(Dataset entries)
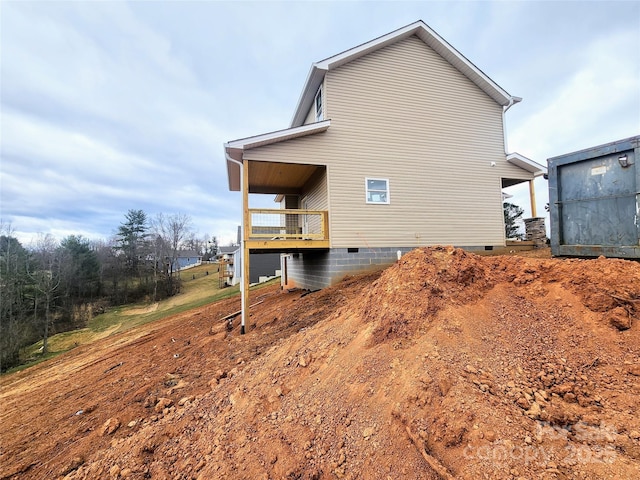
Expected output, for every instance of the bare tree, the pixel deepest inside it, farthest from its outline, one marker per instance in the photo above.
(46, 277)
(173, 230)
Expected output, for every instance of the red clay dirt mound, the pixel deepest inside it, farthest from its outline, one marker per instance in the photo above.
(424, 281)
(448, 365)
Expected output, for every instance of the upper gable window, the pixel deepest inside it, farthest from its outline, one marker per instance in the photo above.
(377, 190)
(318, 105)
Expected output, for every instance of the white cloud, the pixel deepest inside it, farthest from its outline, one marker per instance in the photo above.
(598, 103)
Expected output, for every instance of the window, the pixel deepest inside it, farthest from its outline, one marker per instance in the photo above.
(318, 104)
(377, 190)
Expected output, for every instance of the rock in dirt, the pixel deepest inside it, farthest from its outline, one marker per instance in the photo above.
(619, 318)
(110, 426)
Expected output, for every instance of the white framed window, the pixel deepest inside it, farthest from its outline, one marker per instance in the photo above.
(318, 102)
(377, 190)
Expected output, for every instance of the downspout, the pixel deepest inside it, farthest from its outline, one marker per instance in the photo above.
(512, 102)
(242, 259)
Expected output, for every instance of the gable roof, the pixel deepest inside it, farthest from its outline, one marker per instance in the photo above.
(428, 36)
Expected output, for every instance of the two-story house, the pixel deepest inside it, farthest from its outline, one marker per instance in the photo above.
(394, 144)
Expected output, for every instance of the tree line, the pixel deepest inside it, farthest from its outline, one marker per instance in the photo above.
(54, 286)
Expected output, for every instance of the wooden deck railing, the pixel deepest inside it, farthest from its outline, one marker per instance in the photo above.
(276, 224)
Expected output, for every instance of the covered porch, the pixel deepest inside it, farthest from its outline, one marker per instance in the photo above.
(293, 228)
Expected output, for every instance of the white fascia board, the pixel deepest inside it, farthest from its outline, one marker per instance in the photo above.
(526, 164)
(277, 136)
(428, 36)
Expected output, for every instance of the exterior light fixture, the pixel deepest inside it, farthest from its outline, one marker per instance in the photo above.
(624, 161)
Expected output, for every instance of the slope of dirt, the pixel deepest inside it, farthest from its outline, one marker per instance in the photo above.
(446, 365)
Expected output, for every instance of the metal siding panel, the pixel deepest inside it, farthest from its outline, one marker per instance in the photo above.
(595, 201)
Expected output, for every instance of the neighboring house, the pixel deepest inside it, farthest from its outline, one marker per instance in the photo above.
(187, 259)
(394, 144)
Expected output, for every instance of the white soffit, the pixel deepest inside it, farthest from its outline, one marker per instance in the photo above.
(526, 164)
(234, 148)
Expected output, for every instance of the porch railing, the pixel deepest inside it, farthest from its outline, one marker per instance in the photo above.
(290, 224)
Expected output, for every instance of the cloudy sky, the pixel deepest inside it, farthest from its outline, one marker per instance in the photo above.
(109, 106)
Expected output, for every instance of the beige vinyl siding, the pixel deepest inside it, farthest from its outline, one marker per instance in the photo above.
(405, 114)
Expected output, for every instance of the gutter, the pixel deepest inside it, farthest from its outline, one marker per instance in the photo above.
(512, 102)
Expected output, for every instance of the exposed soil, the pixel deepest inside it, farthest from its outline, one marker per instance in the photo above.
(446, 365)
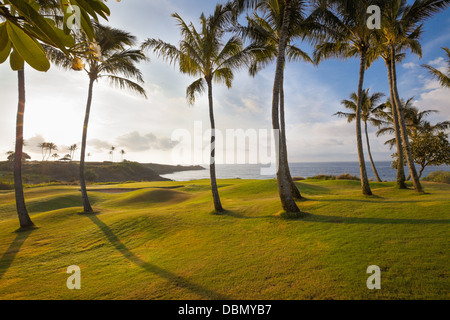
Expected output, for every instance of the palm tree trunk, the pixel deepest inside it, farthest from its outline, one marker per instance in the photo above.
(294, 190)
(287, 201)
(370, 154)
(24, 218)
(403, 131)
(86, 204)
(362, 164)
(212, 164)
(422, 167)
(398, 140)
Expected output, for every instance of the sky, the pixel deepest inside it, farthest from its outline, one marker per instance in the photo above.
(144, 128)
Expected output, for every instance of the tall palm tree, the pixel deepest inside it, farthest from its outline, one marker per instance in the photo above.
(265, 30)
(401, 28)
(393, 117)
(283, 181)
(44, 149)
(111, 152)
(442, 77)
(113, 57)
(414, 120)
(348, 36)
(204, 54)
(369, 115)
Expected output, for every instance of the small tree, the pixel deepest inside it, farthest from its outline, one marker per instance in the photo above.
(430, 149)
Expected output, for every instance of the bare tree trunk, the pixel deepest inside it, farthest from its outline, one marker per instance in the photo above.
(294, 190)
(398, 140)
(86, 204)
(403, 131)
(212, 165)
(362, 164)
(287, 201)
(370, 154)
(24, 218)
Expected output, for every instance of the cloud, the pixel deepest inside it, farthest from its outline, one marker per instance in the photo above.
(438, 62)
(409, 65)
(135, 142)
(32, 144)
(99, 145)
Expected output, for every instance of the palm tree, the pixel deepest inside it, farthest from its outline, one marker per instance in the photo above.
(414, 119)
(443, 78)
(51, 147)
(203, 54)
(111, 57)
(111, 152)
(44, 149)
(348, 36)
(401, 29)
(72, 150)
(265, 31)
(369, 111)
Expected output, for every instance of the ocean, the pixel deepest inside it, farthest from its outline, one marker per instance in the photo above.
(304, 169)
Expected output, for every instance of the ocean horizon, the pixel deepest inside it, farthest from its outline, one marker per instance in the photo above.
(298, 169)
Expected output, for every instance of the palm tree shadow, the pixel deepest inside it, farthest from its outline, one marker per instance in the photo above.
(10, 254)
(175, 279)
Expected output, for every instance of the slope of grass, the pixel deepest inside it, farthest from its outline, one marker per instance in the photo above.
(160, 241)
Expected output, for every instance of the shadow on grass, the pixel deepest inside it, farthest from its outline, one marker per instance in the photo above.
(354, 220)
(374, 200)
(175, 279)
(8, 257)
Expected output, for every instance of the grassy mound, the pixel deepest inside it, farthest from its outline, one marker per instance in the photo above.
(162, 242)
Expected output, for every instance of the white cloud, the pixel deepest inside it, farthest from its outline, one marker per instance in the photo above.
(409, 65)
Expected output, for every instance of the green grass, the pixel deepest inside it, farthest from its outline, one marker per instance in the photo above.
(160, 241)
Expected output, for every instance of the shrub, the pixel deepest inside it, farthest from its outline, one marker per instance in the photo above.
(90, 175)
(438, 176)
(323, 177)
(347, 176)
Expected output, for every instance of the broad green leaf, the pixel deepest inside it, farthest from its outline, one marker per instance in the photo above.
(15, 60)
(101, 8)
(86, 24)
(28, 48)
(85, 5)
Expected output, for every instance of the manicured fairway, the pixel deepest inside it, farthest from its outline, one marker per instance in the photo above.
(161, 240)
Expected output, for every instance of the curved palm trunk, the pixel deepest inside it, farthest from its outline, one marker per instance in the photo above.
(362, 164)
(370, 154)
(287, 201)
(398, 140)
(24, 218)
(294, 190)
(403, 131)
(212, 165)
(86, 204)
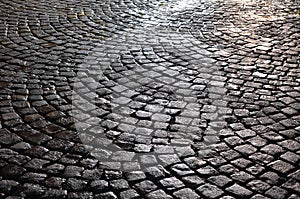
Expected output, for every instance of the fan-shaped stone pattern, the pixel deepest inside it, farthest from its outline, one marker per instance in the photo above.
(256, 45)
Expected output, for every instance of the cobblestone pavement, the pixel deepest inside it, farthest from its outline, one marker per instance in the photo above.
(150, 99)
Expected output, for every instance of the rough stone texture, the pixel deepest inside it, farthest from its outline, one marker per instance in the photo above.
(206, 91)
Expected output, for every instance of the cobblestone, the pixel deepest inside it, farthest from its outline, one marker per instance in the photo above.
(149, 99)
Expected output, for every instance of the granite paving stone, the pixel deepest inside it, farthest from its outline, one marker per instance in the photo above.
(149, 99)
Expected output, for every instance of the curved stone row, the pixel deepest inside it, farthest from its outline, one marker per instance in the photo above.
(162, 52)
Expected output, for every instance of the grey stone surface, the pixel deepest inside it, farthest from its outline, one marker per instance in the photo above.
(149, 99)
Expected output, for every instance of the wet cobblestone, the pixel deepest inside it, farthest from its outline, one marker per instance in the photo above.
(201, 96)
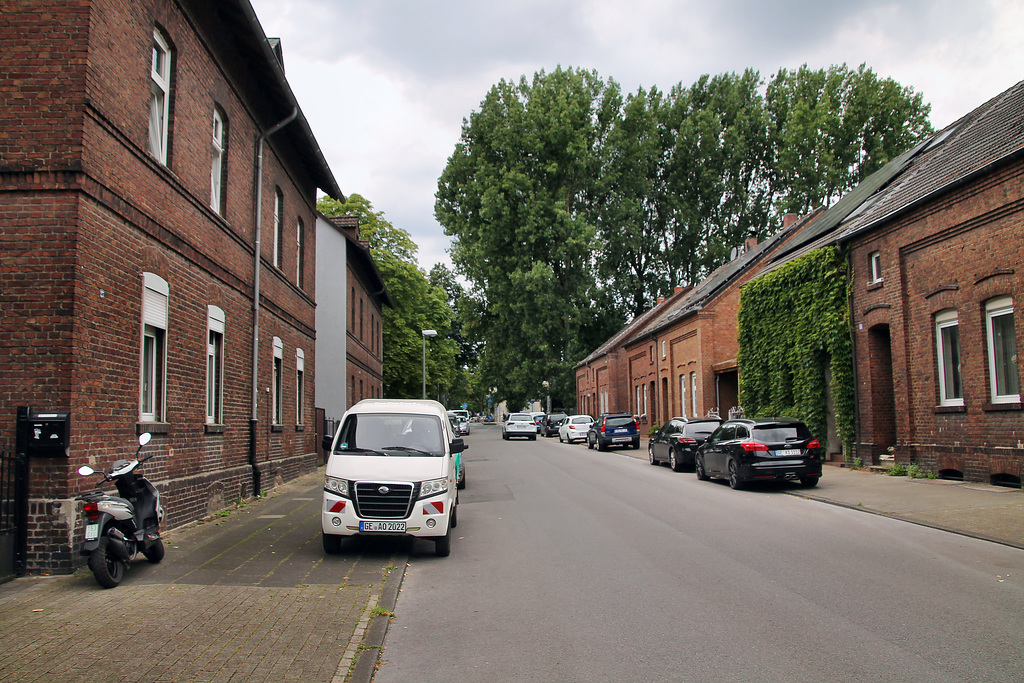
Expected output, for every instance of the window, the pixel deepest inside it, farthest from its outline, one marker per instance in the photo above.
(279, 227)
(682, 393)
(693, 394)
(160, 101)
(876, 260)
(1004, 379)
(299, 255)
(214, 366)
(300, 361)
(947, 350)
(217, 150)
(154, 352)
(278, 381)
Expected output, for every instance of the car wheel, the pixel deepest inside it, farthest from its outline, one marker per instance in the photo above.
(734, 480)
(332, 543)
(698, 468)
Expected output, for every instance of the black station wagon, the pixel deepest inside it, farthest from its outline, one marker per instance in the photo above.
(742, 451)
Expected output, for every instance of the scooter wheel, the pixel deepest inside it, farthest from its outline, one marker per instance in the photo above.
(105, 566)
(155, 552)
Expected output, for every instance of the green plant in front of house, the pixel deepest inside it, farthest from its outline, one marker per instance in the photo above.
(794, 334)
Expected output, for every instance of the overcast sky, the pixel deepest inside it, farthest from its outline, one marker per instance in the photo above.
(385, 84)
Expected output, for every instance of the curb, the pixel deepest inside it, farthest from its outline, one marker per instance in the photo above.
(373, 641)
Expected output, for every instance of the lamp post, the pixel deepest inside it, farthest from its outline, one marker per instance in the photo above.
(426, 333)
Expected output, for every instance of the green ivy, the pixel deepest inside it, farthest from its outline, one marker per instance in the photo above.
(794, 326)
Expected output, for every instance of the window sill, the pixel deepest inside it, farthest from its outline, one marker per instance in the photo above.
(1001, 408)
(152, 428)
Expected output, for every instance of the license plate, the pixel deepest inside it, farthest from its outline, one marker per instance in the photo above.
(391, 527)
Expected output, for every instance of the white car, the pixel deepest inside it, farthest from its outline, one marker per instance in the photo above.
(573, 428)
(393, 470)
(519, 424)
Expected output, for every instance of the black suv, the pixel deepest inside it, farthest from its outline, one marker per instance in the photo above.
(551, 422)
(678, 440)
(742, 451)
(613, 429)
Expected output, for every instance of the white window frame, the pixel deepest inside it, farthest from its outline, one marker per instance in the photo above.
(153, 354)
(948, 377)
(279, 227)
(1001, 307)
(300, 361)
(217, 146)
(160, 101)
(875, 260)
(214, 366)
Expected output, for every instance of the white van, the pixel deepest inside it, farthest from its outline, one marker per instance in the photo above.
(392, 471)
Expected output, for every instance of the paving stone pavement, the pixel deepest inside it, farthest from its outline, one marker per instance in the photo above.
(249, 596)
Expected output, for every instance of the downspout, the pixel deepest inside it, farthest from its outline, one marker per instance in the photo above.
(254, 418)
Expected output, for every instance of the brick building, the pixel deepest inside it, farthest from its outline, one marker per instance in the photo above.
(936, 276)
(143, 289)
(349, 317)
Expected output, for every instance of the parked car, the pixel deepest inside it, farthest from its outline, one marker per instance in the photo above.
(613, 429)
(393, 470)
(551, 422)
(742, 451)
(677, 441)
(573, 428)
(519, 424)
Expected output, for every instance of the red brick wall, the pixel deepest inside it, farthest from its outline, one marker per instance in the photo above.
(86, 210)
(955, 252)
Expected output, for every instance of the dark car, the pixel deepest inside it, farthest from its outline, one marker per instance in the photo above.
(613, 429)
(678, 440)
(742, 451)
(551, 422)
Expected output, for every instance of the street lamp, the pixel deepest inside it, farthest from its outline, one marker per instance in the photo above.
(426, 333)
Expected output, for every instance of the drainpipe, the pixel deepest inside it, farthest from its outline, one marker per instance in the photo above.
(254, 419)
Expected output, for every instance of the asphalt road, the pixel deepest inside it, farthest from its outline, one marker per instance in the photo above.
(570, 564)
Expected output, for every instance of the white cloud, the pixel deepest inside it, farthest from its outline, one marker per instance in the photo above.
(386, 84)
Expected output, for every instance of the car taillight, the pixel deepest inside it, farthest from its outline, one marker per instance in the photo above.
(91, 510)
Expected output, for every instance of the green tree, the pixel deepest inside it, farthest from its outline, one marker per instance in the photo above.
(517, 196)
(419, 305)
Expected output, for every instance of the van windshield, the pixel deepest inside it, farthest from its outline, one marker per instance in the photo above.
(391, 434)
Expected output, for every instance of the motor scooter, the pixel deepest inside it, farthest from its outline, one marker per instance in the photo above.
(118, 527)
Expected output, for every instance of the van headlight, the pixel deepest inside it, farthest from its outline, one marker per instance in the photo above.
(336, 486)
(432, 487)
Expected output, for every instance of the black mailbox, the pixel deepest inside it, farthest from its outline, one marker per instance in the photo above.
(49, 434)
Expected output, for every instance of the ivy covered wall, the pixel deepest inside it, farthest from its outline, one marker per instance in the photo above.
(794, 328)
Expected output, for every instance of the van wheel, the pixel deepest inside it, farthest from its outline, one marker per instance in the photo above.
(442, 544)
(332, 543)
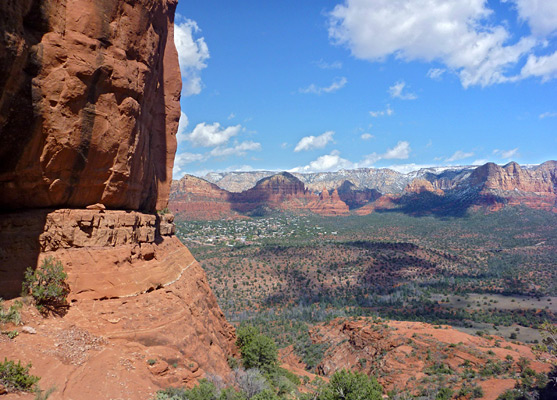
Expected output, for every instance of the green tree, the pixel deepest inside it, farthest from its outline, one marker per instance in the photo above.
(347, 385)
(47, 285)
(258, 351)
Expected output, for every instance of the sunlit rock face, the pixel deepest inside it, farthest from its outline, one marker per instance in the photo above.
(89, 103)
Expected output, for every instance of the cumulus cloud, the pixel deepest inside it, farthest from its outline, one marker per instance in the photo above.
(326, 65)
(541, 15)
(314, 142)
(401, 151)
(388, 112)
(327, 162)
(181, 135)
(436, 73)
(456, 33)
(334, 162)
(338, 83)
(366, 136)
(192, 56)
(397, 92)
(182, 159)
(548, 115)
(459, 155)
(209, 135)
(240, 149)
(544, 67)
(506, 154)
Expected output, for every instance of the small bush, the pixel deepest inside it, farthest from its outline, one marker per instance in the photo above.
(47, 285)
(16, 376)
(11, 314)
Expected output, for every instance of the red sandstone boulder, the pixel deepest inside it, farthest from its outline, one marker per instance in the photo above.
(89, 103)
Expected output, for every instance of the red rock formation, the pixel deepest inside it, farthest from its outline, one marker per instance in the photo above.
(281, 191)
(89, 108)
(513, 185)
(134, 286)
(329, 204)
(89, 103)
(399, 353)
(356, 198)
(195, 198)
(419, 186)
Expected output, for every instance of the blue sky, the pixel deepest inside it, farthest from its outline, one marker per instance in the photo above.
(322, 85)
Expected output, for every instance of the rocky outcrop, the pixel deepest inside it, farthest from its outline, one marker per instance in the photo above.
(195, 198)
(89, 108)
(89, 103)
(329, 204)
(280, 191)
(133, 286)
(419, 186)
(354, 197)
(402, 355)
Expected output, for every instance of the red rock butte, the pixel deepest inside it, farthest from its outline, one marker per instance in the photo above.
(89, 103)
(89, 109)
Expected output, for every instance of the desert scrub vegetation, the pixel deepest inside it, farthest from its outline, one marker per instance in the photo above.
(47, 285)
(11, 314)
(15, 376)
(343, 385)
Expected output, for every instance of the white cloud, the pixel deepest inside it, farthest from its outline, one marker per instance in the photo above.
(548, 115)
(388, 112)
(192, 56)
(459, 155)
(314, 142)
(454, 32)
(181, 135)
(436, 73)
(182, 159)
(327, 162)
(333, 161)
(396, 92)
(544, 67)
(367, 136)
(541, 15)
(406, 168)
(400, 151)
(209, 135)
(338, 83)
(506, 154)
(238, 150)
(326, 65)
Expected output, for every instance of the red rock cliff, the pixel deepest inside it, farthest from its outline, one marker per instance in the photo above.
(89, 103)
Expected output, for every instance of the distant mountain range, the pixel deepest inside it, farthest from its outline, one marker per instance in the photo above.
(435, 191)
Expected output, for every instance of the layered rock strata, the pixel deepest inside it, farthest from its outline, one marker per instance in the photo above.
(89, 103)
(134, 287)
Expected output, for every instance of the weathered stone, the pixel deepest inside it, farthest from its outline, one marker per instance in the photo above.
(89, 103)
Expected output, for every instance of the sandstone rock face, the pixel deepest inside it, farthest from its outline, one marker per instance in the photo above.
(134, 287)
(399, 353)
(195, 198)
(354, 197)
(329, 204)
(89, 103)
(418, 186)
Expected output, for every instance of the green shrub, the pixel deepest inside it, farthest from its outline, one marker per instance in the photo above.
(16, 376)
(47, 285)
(258, 351)
(347, 385)
(11, 314)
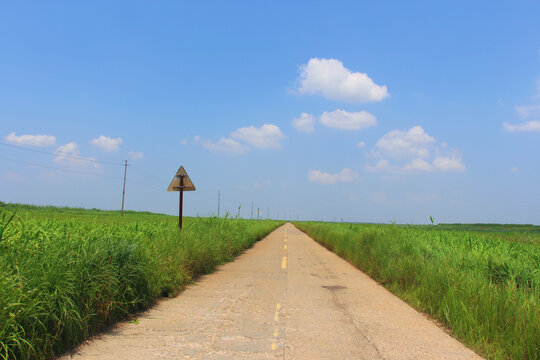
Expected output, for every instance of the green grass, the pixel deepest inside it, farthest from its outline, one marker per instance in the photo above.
(484, 287)
(67, 273)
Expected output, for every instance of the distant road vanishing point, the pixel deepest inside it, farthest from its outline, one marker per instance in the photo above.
(287, 297)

▸ **Assignment**:
Leaving the pictures out, give again word for word each line from the one holding "Expected output, for every instance of the green shrub, the" through the end of the records.

▸ **Exercise response**:
Expected output, for every instance of the green shrub, the pixel deepest inside it, farthest from its outline, one marker per instance in the photo above.
(16, 376)
(47, 285)
(258, 351)
(347, 385)
(11, 314)
Expected output, for every instance of the green grass, the pixel deepest inside it, farthest from its outline, one marker per instance in the photo above.
(484, 287)
(67, 273)
Expected output, for every instance of the distant road vanishing point, the pixel deepest inside it, farthest from its outline, one marker per instance in the photo above.
(287, 297)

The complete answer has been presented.